> WORK REQUIRED: Which lines in the records contain the string "hawk"? Pull out each of those lines in full.

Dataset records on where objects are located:
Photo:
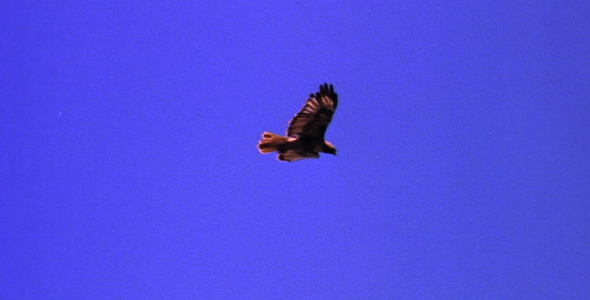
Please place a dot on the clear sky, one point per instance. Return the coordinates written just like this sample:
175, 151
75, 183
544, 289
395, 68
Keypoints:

--

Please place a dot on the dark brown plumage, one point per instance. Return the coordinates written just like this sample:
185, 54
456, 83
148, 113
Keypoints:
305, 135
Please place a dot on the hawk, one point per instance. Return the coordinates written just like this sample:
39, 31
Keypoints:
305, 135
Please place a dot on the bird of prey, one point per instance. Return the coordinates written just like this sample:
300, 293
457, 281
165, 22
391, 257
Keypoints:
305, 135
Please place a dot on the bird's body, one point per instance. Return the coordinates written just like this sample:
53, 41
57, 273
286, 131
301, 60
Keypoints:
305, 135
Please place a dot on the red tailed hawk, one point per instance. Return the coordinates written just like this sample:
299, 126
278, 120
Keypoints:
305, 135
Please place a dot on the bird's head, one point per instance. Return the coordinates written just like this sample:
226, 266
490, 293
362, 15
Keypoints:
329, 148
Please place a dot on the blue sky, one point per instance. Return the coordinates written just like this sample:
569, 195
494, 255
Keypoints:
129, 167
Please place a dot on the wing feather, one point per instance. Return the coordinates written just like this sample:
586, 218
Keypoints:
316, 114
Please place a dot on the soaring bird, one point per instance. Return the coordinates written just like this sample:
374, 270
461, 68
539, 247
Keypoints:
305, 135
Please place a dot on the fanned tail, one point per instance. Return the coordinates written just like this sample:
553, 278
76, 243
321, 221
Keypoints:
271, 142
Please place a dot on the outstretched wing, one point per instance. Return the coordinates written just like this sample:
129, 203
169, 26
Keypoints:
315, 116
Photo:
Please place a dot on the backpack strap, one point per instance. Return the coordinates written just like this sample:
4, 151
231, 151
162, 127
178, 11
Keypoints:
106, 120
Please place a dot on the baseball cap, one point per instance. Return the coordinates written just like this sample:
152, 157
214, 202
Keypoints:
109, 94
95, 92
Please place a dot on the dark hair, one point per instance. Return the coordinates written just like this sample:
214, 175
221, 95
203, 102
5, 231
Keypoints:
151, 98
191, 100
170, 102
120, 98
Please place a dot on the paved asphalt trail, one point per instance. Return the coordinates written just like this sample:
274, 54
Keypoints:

> RESULT OF THIS TASK:
Please place a dot on the hawk, one point per instance. Return the coordinates written just like this sample:
Please place a dot on the red tailed hawk, one point per instance. Return the coordinates written just like this sample:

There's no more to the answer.